DIRECTIONS —
The result should consist solely of the line containing "Expected: one point per instance of the wooden" and the lines that follow it below, each reproduced exactly, the last line included.

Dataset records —

───

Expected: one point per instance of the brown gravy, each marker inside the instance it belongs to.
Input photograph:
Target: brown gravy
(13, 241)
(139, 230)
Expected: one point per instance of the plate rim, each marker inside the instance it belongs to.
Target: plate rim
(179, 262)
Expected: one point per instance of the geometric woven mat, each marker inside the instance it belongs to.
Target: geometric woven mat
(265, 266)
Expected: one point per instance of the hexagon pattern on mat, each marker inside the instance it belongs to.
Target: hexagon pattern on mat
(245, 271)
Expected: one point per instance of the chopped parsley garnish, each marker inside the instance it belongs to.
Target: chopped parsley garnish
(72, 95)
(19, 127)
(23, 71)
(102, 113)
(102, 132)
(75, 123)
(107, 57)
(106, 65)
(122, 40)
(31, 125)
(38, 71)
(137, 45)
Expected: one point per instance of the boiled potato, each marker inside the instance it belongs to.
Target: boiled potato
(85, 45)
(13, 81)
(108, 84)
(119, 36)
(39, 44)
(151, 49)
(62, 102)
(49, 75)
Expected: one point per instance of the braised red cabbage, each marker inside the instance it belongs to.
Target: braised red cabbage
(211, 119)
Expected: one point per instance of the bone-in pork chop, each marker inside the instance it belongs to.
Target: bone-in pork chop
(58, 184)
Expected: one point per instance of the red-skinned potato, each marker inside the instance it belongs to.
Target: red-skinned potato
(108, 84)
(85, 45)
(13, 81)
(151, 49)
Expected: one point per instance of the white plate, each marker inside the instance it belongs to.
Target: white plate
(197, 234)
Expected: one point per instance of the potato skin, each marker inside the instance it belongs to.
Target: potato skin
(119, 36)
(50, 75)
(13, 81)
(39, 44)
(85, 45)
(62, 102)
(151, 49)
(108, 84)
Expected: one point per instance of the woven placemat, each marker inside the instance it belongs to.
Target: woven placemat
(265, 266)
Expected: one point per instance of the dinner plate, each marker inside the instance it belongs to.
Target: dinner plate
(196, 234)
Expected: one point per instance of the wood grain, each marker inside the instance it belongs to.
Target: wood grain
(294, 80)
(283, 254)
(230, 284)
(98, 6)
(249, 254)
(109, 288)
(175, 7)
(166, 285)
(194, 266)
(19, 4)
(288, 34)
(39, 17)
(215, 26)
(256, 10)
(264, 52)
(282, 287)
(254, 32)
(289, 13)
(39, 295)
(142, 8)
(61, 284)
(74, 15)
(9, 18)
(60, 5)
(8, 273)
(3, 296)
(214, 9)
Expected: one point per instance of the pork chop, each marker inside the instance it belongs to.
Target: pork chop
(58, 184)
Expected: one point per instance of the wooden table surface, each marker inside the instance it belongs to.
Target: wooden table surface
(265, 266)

───

EXERCISE RESULT —
Expected: one point per instance of the wooden table surface, each marker inside the instance it belongs to.
Target: wooden table surface
(265, 266)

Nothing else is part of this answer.